### Stated exercise
Change "television" to "monitor" in the records, starting at the line containing "For every instance of the flat" and ending at the line containing "x=612 y=349". Reproduce only those lines, with everything else left as it stands.

### Task data

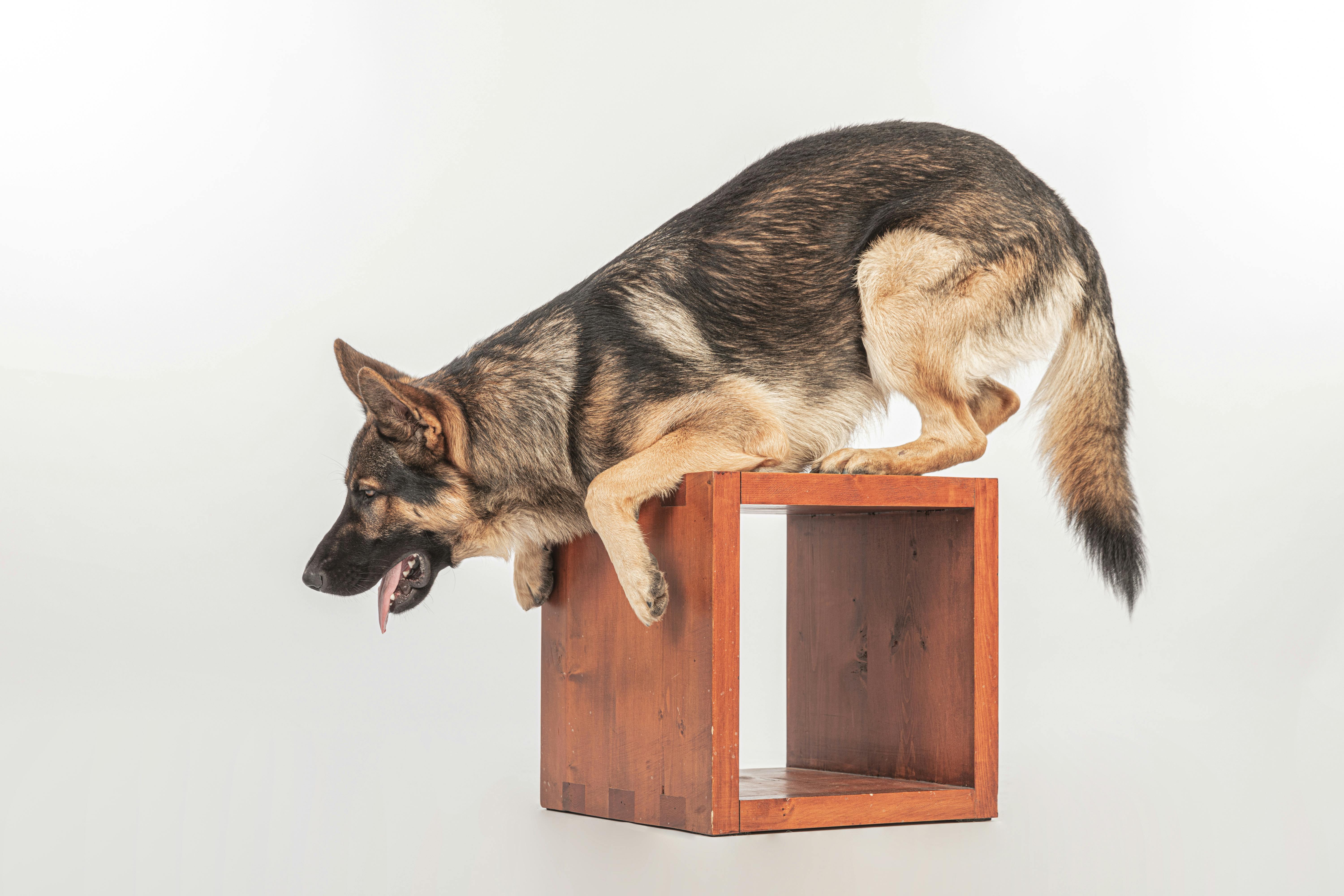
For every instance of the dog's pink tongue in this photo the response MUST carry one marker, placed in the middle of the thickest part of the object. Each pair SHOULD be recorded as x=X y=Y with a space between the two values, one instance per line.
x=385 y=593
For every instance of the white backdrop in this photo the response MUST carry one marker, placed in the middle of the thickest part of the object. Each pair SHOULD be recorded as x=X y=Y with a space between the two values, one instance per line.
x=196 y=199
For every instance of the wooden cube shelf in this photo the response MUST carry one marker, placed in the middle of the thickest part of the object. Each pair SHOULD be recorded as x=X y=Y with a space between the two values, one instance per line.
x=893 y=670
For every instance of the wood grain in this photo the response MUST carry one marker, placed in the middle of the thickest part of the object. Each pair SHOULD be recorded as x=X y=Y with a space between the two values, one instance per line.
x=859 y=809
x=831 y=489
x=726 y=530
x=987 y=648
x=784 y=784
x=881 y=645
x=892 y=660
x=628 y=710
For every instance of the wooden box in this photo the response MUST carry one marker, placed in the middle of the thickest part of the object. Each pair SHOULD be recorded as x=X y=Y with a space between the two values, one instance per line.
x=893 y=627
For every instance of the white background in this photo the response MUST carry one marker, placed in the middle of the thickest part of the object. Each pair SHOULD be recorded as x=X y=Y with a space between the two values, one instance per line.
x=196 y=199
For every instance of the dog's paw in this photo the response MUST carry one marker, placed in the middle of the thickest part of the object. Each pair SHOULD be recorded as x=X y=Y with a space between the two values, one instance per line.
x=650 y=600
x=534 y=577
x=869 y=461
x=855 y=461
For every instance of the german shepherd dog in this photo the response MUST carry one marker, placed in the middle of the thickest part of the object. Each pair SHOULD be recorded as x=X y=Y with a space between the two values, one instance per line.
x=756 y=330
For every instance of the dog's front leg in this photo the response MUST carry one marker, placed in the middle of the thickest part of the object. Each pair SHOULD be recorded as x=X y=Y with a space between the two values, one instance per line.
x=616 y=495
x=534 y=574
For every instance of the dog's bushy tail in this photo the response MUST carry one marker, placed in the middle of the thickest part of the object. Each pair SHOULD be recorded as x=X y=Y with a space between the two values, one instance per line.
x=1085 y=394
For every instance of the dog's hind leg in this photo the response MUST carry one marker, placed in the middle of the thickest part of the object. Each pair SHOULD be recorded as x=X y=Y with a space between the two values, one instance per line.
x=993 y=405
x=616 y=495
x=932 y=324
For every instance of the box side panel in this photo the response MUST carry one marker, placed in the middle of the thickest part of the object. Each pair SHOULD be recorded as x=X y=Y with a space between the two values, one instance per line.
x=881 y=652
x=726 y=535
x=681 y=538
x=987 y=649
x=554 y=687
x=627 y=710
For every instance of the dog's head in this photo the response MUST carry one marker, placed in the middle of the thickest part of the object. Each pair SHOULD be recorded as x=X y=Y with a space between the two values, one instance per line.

--

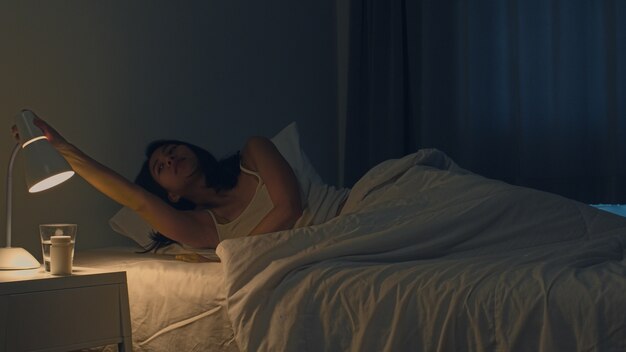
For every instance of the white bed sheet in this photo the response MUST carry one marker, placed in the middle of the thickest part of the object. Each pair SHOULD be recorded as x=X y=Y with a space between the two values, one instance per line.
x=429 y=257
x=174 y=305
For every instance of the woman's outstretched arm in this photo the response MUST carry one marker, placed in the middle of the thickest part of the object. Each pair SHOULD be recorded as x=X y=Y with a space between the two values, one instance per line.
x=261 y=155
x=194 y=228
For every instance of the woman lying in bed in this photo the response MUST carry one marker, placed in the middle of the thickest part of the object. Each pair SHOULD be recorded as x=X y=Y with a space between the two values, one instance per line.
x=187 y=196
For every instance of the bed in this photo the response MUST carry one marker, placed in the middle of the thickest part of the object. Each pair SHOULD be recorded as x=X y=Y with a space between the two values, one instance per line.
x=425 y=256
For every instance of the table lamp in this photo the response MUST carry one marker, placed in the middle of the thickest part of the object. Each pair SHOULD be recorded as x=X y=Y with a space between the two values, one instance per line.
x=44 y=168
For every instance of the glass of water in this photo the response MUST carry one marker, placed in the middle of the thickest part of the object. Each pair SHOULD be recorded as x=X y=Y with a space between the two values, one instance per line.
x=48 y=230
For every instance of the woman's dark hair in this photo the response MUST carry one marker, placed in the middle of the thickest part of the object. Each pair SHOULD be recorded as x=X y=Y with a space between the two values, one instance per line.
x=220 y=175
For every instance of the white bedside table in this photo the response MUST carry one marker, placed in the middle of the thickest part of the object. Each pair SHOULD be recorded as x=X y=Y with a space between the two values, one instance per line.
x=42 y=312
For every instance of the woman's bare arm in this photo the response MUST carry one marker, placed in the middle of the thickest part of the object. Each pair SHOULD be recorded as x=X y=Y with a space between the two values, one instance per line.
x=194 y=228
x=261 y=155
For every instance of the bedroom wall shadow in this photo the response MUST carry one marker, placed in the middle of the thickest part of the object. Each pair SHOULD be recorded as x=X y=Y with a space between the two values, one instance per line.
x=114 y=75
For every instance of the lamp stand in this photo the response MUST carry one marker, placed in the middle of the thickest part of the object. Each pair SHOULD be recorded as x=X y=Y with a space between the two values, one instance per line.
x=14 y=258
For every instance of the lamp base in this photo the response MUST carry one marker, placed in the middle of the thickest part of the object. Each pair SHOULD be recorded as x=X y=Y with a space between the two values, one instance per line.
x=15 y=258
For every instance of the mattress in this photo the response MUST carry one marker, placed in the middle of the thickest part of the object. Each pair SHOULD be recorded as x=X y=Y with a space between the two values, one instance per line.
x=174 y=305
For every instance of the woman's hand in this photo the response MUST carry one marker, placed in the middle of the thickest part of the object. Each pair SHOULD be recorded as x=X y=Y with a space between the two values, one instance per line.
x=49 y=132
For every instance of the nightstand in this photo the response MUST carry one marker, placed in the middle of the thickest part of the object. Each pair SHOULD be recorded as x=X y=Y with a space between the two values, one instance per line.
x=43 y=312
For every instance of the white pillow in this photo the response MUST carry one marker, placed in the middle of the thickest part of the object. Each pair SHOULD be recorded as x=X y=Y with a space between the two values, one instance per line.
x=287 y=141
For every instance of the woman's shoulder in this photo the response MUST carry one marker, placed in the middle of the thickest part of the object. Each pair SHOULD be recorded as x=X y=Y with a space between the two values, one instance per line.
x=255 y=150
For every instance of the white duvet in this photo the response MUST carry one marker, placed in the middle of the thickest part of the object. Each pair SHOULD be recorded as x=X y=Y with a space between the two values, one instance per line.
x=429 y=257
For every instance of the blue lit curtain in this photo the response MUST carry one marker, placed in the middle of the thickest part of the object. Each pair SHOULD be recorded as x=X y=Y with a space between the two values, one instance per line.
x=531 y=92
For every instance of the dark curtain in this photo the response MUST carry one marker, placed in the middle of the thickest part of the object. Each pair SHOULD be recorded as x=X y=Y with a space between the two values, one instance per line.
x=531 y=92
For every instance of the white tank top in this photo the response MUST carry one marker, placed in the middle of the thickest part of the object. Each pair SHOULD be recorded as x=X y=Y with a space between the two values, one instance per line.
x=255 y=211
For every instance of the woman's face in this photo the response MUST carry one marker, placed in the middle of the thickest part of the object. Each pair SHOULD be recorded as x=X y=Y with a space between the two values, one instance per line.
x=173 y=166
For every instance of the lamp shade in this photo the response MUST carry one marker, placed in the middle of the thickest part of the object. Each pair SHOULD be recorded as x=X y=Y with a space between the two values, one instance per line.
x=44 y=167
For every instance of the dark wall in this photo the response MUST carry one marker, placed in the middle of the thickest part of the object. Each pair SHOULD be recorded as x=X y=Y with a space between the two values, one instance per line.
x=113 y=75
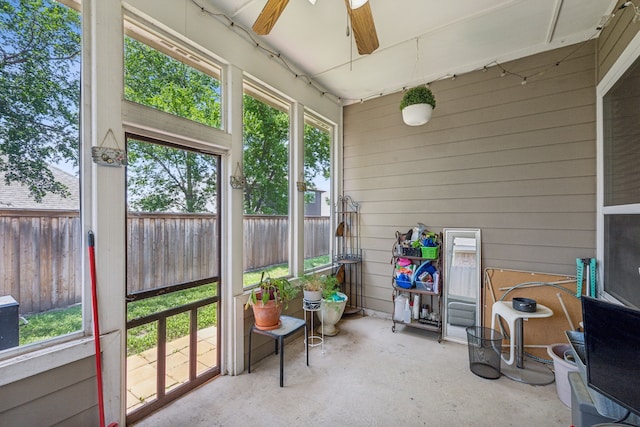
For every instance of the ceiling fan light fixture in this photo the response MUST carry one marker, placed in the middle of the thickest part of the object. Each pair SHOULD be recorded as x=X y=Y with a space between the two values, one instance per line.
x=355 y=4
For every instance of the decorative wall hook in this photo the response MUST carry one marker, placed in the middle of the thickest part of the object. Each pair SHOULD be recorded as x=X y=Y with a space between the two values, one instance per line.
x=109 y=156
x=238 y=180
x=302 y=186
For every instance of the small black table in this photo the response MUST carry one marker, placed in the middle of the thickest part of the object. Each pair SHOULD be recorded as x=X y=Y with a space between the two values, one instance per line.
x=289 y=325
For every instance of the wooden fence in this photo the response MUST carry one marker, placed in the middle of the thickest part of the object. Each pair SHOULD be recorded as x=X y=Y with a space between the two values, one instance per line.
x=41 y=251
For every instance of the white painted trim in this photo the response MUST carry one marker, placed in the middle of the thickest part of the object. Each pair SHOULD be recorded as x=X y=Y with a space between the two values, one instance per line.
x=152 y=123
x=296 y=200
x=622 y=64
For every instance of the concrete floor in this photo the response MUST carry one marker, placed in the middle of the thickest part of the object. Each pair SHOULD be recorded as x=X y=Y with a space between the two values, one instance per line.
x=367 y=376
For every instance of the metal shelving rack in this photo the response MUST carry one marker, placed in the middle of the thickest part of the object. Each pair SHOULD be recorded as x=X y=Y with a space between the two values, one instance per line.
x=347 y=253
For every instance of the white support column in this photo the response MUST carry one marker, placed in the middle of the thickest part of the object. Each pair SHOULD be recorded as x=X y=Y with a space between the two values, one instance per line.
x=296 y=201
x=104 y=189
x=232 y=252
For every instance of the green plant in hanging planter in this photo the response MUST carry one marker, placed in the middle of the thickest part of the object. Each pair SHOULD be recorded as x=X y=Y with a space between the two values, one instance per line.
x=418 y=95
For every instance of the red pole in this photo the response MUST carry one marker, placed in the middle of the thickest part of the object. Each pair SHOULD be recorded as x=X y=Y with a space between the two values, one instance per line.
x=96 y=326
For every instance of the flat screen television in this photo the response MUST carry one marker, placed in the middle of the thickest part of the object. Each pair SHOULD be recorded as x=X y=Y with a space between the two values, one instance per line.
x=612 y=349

### Problem solution
For every instance of the flat screen monitor in this photo the response MUST carry one marker, placed in the middle of the thickest part of the object. Each pair SHOULD be recorded as x=X y=Y with a space between the two values, one instance per line.
x=612 y=349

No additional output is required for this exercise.